Extract:
As I've been attacking my 2012 reading goal with a vengeance and will most assuredly surpass it this year, I've been doing a lot of reading. I’ve also read a Mount Kilimanjaro-sized flood of samples in the past few weeks and it got me thinking.

When it comes to book buying, what’s your deciding factor?

After devouring sample after sample and organizing them into “must read” and “not interested” piles in my brain, I’ve come across a rather unexpected discovery about my reading tastes.

You see, I always knew that voice was an important factor for me, but I never realized until recently just how important it is to me. I'd always assumed that genre would pretty much dictate what I choose to sample (and thus, even consider reading), but I've found that if I come across a book out of my normal reading genre with a great voice, it doesn't matter—chances are I'll add it to my "must read" pile anyway.

And if that means I'll be reading a little more widely from now on, well, let's just say I'm not too broken up about it.

Voice, however, isn't the only thing that matters. I've read a sample from at least one novel I can think of off the top of my head that had a fantastic voice and an interesting story, but the villain was so evil and cliché that I put it down immediately and moved on to the next sample (which is a shame, because I was about ready to buy it).

Record set:
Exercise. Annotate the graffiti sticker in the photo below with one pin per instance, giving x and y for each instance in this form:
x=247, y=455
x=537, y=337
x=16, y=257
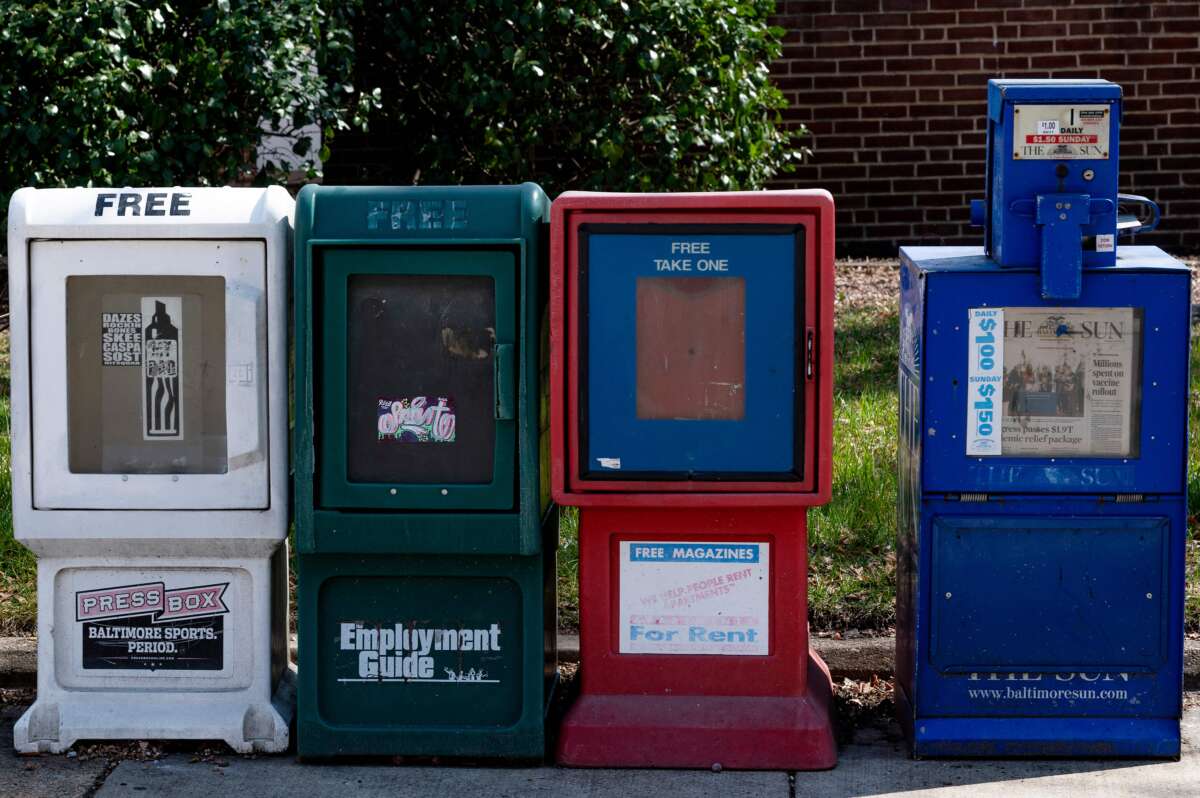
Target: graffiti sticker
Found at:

List of tasks:
1: From the post on book samples, reproduce the passage starting at "After devouring sample" and ending at "my reading tastes.".
2: Pick up the post on book samples after its final sentence and carry it forward.

Answers to the exercises:
1:
After devouring sample after sample and organizing them into “must read” and “not interested” piles in my brain, I’ve come across a rather unexpected discovery about my reading tastes.

2:
I think there's an important lesson to be learned from our reading habits—specifically from how we decide whether or not to buy a book. For me, the largest factor is the voice, followed closely by the depth of the characters—are they believable and interesting or do I want to laugh at their swirly moustaches when they're introduced?

We can apply our reading habits to our own novels by taking a step back and examining the beginning of your book. If you weren't the author, would you buy it based off a quick sample? If the answer isn't a 100% absolutely yes, then it might need some work.

I'm sure not everyone's book buying habits are the same as mine, however. What factors determine whether or not you decide to buy a book?

Why Use Past Tense?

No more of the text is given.